Required work
Please restate each entry word for word and leave the pictures out.

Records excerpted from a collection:
..........

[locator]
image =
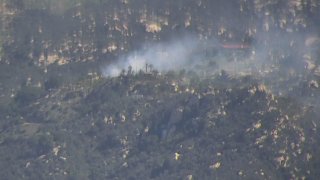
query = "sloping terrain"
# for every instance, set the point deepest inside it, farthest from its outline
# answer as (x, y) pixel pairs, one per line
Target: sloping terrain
(150, 126)
(243, 105)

..........

Output for this exercise
[locator]
image =
query = "sloping terrain"
# for every instance, set the point deepest inside it, farthest from its outline
# answer as (x, y) pixel pairs, one per line
Target: sloping terrain
(150, 126)
(243, 105)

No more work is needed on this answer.